人工知能(AI)技術を駆使して修復された映像「100年前の老北京」が中国のネット上で大きな話題となり、11日午後の時点で、「いいね!」60万回以上、コメント3万3000件以上が寄せられている。ネットユーザーたちは、「これはまさに100年前のvlogだ!」との声を上げている。わずか10分間の映像だが、「城門は往来する人であふれ、繁華街もにぎわっており、礼儀正しく挨拶し合う人々、飲食店で食事をしている人、街中で露店を出している人、寺で線香を上げている人、葬儀のシーン」などその情報量は非常に豊富だ。
この動画は、人民日報が4年前に公開した10分12秒の資料映像で、カナダ人カメラマンが1920年から1929年に撮影した。
この映像を今回修復した米国在住の中国人男性・大谷Spitzerさん(ハンドルネーム)がこの「老北京」の映像と出会ったのは偶然の出来事だった。新型コロナウイルス感染拡大が深刻な米国で暮らす大谷さんは、ガールフレンドと一緒に2ヶ月以上にわたって「巣ごもり」生活をおくっており、その間ずっと映像修復技術を勉強していた。そんな大谷さんは、資料を探していた時に、偶然この「老北京」の映像を見つけ、それに出てくる人がレンズに向けたシーンを見て、「タイムスリップしたような気分になった」という。

* 作業項目 A *
老北京の映像に関する記事によれば、この映像は誰がいつ撮影したものか。
* 作業項目 B *
老北京の映像に関する記事を、最後の文の後から書き継ぐこと。
以下のエントリは、老北京の映像に関する記事とは別の資料である。

[空間位置特定データ]
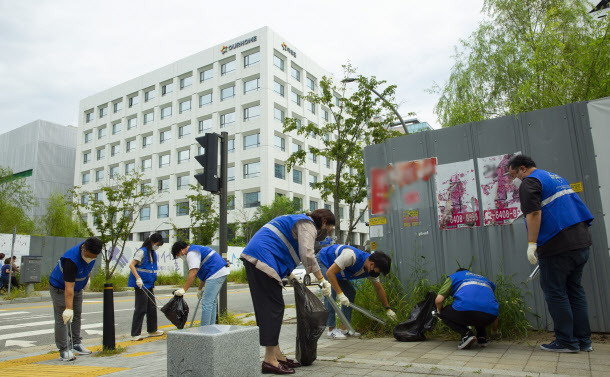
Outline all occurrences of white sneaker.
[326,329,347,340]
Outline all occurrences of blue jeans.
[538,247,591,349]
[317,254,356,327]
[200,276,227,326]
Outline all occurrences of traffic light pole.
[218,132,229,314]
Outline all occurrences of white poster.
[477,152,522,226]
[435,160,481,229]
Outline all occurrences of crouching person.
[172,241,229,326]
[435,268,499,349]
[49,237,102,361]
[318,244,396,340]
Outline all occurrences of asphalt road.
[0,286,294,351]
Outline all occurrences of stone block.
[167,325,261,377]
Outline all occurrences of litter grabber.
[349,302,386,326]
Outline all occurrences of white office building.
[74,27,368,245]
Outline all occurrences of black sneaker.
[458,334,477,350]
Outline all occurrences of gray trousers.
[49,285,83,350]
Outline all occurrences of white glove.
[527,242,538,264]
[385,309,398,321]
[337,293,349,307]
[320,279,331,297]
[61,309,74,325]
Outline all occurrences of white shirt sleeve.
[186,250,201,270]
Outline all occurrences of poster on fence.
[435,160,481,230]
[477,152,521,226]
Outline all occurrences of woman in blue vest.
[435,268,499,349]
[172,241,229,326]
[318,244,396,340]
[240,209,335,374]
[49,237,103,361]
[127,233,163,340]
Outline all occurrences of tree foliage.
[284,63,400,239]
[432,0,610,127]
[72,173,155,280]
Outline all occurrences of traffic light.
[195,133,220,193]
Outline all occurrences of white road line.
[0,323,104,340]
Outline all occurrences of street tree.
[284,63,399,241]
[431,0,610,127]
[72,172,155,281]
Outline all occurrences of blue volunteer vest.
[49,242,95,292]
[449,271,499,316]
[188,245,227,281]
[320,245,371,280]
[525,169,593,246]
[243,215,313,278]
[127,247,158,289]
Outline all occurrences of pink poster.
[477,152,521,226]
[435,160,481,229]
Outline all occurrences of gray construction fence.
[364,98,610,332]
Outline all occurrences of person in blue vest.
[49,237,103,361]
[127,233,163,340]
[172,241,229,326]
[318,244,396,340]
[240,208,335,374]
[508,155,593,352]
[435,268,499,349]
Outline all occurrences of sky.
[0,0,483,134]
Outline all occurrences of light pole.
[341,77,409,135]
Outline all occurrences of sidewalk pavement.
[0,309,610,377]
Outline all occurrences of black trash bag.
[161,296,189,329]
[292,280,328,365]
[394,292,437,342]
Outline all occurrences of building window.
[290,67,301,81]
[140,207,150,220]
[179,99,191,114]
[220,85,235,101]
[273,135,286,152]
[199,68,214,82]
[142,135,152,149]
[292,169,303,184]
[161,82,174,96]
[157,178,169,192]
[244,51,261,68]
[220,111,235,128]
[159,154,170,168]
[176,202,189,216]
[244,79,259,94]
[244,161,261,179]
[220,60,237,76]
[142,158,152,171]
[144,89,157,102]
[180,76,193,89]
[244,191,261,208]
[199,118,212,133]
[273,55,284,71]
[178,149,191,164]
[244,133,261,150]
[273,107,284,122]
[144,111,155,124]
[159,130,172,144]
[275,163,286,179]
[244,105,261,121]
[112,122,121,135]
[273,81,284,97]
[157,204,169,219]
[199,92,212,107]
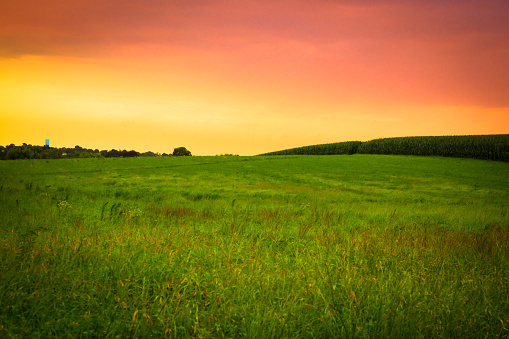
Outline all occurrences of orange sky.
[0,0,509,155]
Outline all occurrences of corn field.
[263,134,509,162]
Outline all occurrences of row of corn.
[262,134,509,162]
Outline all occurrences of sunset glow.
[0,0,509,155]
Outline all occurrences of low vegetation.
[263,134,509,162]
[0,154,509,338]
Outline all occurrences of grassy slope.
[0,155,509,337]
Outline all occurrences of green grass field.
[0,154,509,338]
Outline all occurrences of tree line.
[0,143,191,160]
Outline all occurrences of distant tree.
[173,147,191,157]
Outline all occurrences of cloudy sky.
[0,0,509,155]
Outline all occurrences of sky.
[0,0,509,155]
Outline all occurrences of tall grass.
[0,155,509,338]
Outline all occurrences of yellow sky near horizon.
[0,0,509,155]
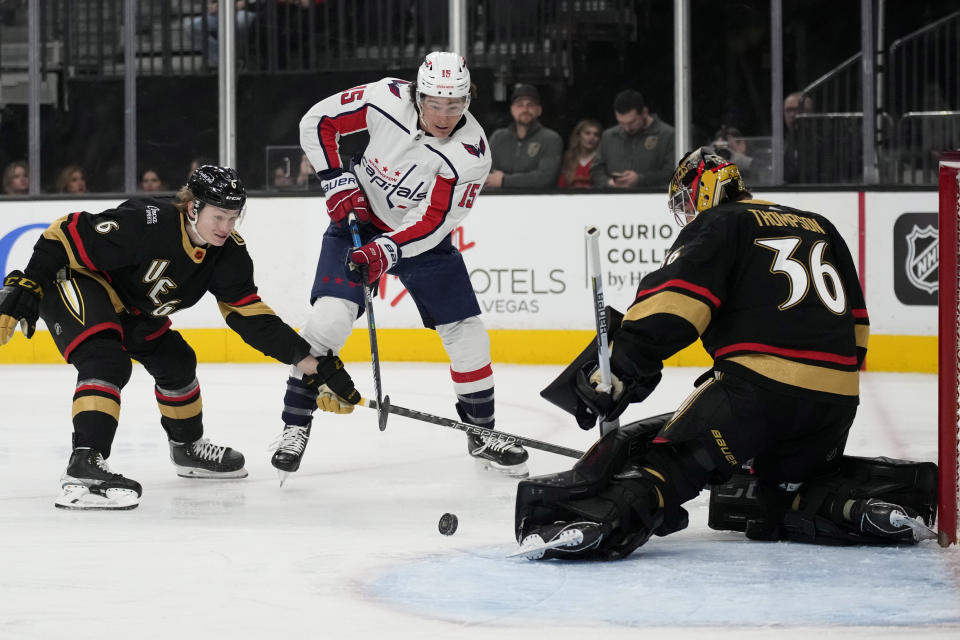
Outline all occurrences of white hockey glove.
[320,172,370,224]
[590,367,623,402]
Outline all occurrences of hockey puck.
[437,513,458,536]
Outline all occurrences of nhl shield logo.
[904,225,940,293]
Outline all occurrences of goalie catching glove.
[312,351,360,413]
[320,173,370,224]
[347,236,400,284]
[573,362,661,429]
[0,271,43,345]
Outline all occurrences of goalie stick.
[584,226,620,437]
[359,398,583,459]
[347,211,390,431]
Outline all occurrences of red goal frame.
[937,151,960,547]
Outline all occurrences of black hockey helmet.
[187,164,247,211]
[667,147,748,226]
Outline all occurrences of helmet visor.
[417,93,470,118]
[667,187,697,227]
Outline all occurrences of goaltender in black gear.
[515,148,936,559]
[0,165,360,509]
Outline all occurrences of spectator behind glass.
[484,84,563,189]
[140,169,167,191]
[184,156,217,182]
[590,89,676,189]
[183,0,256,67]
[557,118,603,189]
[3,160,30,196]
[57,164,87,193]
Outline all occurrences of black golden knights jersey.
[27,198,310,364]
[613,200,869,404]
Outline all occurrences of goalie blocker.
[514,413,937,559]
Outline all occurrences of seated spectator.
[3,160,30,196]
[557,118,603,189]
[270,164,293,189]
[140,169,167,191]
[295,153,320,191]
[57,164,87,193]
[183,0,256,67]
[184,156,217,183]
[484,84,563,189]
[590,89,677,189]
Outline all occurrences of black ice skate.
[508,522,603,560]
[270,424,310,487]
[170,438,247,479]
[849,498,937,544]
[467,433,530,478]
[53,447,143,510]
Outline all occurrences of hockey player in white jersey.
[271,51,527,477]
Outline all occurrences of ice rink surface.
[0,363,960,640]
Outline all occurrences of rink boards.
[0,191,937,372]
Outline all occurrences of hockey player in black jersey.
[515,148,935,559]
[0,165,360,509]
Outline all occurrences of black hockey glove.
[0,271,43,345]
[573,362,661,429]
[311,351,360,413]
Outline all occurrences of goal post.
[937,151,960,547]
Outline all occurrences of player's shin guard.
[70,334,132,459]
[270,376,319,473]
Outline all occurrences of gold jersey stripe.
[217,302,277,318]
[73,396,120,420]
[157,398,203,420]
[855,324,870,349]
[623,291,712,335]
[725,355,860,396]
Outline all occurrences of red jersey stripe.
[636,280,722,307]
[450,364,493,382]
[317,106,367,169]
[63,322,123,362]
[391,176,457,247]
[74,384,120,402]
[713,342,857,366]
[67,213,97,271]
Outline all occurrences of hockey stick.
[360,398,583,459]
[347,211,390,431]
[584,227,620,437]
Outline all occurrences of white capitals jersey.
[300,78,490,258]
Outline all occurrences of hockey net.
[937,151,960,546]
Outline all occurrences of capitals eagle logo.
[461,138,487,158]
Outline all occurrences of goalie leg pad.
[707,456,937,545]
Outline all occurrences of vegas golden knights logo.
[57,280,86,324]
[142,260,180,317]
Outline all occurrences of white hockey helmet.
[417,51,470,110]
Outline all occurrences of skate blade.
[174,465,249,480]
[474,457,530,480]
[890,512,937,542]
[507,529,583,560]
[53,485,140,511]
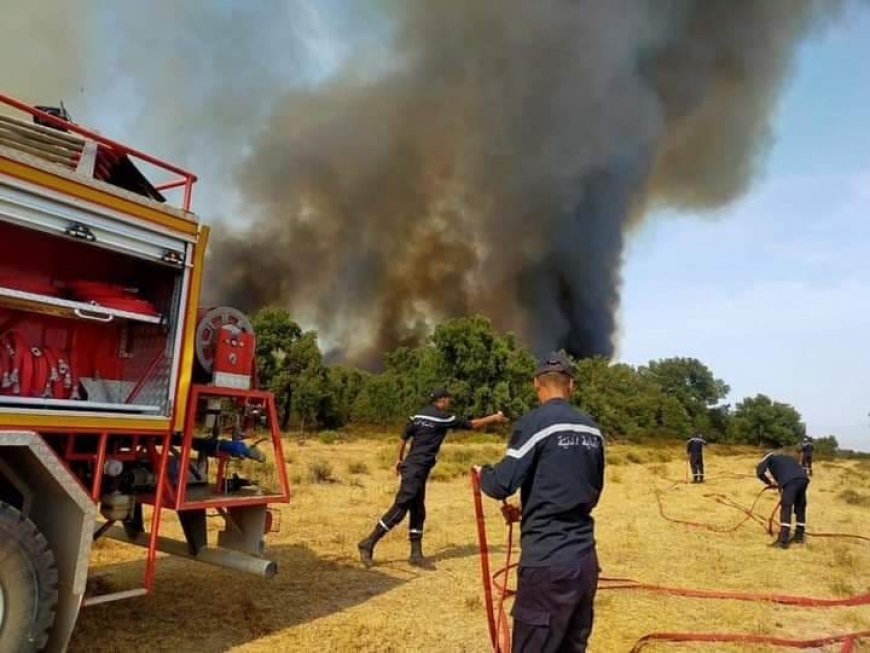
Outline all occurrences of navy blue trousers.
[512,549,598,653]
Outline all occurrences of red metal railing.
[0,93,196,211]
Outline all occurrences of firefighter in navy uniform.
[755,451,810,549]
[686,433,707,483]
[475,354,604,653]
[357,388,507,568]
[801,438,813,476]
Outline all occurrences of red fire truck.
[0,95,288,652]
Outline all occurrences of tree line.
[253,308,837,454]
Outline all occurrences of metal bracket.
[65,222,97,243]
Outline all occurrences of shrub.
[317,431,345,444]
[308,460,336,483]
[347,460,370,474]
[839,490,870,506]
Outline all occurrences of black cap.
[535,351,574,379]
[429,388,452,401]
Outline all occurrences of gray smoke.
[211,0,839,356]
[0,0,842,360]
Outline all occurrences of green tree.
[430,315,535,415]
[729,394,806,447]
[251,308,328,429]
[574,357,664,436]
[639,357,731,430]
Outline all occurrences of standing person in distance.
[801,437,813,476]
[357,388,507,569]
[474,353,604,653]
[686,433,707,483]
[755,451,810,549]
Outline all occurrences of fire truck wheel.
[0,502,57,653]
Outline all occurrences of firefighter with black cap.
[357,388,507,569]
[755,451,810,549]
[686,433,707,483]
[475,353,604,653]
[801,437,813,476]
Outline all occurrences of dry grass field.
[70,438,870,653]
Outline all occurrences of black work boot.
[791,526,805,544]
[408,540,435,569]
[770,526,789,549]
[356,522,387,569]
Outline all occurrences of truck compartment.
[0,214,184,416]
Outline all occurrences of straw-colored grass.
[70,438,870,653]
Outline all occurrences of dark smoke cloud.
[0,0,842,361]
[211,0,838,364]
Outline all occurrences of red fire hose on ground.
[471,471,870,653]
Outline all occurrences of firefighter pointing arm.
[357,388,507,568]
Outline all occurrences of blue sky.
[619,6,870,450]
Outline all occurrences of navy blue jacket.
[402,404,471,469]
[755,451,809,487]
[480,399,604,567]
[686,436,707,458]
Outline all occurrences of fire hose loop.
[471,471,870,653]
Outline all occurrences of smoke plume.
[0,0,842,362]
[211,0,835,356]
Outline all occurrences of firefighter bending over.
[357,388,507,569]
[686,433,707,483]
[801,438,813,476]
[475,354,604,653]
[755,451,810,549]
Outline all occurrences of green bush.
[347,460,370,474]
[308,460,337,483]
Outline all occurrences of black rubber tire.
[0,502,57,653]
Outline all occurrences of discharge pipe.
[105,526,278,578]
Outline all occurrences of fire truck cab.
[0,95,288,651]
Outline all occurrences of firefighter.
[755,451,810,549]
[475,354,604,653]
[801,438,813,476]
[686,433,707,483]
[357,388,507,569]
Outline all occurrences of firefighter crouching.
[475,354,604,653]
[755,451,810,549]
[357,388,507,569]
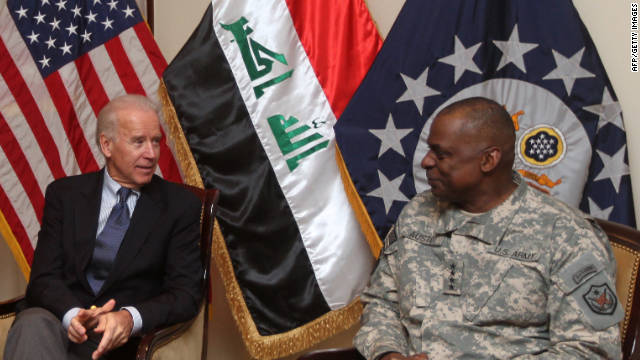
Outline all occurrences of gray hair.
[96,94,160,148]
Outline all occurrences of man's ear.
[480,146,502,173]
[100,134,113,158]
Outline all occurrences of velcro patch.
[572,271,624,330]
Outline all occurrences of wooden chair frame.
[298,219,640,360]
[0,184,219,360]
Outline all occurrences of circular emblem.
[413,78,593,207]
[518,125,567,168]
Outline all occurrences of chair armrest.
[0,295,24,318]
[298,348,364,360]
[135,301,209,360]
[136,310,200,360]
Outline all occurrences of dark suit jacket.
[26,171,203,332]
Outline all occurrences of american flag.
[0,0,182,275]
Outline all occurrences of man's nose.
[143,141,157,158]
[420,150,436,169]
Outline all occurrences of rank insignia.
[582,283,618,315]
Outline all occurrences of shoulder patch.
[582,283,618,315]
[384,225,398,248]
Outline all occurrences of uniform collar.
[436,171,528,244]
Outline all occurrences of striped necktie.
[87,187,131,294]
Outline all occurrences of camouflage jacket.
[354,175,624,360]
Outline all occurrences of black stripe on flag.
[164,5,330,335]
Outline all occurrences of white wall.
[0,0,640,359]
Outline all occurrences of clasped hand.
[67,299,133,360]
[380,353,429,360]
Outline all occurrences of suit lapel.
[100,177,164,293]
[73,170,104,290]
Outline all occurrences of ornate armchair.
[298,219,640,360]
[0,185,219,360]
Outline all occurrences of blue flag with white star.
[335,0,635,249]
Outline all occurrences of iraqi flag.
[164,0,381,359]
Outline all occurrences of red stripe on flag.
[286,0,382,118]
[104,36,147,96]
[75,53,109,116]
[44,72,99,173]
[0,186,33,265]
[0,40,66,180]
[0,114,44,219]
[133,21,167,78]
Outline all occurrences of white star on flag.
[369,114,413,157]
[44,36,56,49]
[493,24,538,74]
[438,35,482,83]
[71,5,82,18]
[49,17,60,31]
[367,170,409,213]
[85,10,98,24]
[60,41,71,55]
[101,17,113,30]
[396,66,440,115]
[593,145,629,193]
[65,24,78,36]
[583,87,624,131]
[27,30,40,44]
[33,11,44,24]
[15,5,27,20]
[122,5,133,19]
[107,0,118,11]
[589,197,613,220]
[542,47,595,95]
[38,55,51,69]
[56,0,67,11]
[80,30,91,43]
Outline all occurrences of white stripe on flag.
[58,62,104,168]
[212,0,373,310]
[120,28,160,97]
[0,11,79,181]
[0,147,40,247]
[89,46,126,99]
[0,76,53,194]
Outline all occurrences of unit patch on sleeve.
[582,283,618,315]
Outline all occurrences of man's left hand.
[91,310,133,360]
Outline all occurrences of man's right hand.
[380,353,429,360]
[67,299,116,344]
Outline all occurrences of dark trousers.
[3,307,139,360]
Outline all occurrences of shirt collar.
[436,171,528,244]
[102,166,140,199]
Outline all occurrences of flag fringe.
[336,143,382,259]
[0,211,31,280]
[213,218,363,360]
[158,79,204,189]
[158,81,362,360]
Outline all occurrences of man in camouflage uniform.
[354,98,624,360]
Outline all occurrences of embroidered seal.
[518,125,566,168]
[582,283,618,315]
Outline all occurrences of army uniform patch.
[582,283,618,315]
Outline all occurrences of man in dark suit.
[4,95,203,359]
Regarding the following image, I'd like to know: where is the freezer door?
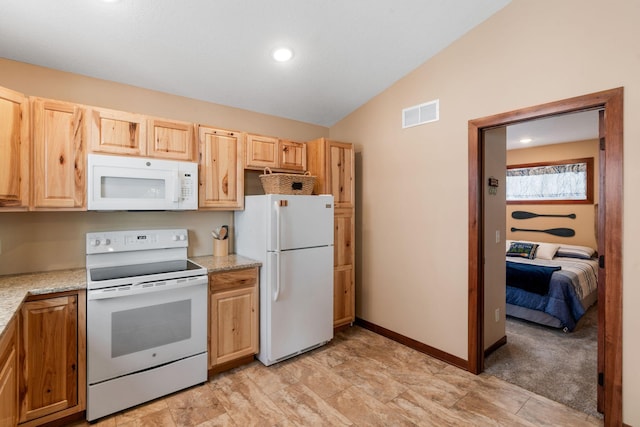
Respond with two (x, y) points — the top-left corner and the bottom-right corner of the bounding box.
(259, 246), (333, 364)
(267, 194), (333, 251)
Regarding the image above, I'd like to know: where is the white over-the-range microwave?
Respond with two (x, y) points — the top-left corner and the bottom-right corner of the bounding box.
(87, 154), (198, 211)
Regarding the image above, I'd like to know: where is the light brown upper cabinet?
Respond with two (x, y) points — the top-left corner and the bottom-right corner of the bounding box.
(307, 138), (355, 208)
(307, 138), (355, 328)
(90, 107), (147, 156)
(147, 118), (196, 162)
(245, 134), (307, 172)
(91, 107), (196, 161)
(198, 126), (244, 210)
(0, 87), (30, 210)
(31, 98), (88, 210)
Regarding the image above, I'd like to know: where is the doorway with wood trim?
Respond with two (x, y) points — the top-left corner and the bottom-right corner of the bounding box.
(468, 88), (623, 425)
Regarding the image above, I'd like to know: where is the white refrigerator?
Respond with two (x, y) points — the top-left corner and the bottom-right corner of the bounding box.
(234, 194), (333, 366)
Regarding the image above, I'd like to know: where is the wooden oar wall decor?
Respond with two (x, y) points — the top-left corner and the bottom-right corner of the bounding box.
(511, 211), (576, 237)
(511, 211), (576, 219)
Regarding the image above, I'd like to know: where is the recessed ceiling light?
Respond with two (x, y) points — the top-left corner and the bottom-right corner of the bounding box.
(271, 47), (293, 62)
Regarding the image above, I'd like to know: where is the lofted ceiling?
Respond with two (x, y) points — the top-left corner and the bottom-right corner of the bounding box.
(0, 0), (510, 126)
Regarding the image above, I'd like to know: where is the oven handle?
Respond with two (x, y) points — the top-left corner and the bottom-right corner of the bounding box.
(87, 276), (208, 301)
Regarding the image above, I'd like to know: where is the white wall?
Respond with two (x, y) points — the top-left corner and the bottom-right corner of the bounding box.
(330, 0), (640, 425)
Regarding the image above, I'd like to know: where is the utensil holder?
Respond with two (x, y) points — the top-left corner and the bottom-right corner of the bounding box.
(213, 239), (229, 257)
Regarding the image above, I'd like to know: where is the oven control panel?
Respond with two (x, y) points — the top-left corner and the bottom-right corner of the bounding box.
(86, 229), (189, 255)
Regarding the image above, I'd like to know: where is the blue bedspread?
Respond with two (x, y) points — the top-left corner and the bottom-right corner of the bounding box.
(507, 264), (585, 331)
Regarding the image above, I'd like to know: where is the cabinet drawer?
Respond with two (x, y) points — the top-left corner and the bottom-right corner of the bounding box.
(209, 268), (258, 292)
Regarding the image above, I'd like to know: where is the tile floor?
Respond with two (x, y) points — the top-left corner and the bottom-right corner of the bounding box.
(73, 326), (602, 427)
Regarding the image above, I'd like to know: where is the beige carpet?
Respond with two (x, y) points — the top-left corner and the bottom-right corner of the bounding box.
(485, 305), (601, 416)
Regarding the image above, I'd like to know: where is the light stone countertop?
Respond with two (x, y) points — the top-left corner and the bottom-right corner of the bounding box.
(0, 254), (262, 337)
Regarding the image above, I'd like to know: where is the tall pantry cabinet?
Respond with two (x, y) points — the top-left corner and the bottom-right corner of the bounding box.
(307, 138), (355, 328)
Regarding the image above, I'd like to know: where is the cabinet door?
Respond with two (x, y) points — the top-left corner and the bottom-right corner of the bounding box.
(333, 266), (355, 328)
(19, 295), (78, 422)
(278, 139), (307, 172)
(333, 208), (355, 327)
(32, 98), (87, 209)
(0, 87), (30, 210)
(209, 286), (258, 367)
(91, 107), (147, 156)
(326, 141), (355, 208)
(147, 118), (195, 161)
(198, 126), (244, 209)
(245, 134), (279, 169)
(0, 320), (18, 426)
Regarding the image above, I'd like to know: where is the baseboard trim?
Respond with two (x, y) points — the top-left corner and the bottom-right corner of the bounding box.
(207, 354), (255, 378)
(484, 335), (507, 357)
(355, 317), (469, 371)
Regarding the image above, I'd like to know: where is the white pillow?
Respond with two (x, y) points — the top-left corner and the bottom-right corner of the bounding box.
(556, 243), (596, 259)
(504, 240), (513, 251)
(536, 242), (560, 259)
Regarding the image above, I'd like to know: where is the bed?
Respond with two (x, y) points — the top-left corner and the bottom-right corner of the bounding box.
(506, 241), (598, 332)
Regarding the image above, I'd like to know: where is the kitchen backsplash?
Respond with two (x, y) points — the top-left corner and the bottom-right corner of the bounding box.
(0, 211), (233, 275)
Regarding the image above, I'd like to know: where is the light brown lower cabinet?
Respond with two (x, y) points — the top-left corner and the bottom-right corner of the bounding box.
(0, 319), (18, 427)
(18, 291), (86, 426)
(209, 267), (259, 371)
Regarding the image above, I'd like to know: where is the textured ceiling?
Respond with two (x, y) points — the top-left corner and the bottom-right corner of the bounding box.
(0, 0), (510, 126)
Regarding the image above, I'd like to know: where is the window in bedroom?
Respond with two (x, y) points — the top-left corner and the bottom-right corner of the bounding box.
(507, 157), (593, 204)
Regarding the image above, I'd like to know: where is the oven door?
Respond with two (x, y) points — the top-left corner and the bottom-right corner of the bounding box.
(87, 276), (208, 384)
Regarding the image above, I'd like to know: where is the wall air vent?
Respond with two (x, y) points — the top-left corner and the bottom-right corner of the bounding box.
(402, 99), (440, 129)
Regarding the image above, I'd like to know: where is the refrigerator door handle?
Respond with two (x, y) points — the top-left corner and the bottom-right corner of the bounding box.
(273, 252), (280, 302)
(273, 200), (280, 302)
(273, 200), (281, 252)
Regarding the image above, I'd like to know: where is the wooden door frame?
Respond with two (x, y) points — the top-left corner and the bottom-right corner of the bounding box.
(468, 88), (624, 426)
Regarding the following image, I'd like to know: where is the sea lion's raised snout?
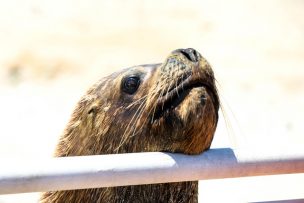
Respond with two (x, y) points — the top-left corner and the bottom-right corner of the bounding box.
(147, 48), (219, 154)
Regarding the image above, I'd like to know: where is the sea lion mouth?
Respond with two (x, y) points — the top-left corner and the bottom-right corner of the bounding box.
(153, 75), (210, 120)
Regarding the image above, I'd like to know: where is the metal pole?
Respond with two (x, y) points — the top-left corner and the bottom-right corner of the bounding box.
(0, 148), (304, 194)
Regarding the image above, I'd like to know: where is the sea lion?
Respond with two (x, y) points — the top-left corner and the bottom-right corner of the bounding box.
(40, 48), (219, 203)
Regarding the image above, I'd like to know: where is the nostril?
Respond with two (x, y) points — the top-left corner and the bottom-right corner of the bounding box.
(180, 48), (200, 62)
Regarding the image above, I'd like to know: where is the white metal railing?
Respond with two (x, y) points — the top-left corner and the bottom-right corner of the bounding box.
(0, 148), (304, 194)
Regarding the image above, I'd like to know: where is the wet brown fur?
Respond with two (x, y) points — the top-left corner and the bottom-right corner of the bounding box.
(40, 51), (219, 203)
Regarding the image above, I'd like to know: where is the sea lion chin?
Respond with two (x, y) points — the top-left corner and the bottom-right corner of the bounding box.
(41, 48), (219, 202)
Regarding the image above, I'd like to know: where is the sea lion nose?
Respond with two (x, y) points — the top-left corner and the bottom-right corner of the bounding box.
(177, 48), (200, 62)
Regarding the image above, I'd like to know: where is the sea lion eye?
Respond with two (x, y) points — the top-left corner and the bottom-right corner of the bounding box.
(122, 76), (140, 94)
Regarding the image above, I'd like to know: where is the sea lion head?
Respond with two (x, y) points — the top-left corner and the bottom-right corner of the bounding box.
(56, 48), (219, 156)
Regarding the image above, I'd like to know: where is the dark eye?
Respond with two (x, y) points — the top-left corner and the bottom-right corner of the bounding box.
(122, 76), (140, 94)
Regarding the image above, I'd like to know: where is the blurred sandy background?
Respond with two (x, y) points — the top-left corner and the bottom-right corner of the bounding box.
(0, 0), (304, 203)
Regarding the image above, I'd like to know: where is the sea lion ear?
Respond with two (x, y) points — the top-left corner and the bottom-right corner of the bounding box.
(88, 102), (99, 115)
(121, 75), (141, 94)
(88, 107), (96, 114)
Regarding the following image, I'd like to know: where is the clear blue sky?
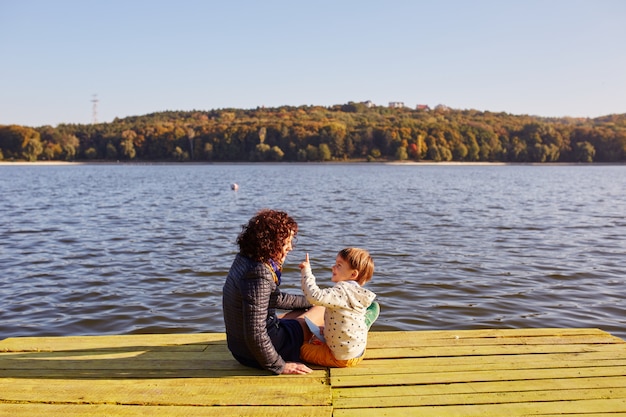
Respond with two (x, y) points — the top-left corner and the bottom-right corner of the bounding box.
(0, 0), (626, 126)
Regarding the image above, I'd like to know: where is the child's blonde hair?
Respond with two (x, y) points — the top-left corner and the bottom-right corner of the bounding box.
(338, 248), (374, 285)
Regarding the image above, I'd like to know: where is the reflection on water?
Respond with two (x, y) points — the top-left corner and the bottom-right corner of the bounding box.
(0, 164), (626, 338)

* 回答 A *
カナダ人カメラマンが1920年から1929年に撮影したものである。

* 回答 B *
1991年に北京で生まれた大谷さんの実家は、北京の下町ともいえる虎坊橋にあり、子供の頃はよく前門大街や王府井、中山公園といった北京の中心地に遊びに行っていた。そのため、映像に出てくる馴染みがあるようでありながら、見慣れない昔の北京の様子を見て、テンションが高まったという。しかし、その映像はモノクロで、音声もなく、フレームレートが6‐10fps (毎秒6-10コマ)ととても低いため、人の動きが不自然に早く、一瞬止まる時もあるなど、とてもスムーズな映像とは言えなかった。「ちょうど僕は人工知能技術が得意で、カラー化し、フレームレートを調整し、音声を付けることはできないかと考えた。そのようにして修復を始めた」と大谷さん。
そして「カラーになって、音声も加わると、映像を一層理解しやすくなり、情報量が増える。そして、風土や人情味も加わる」と続けた。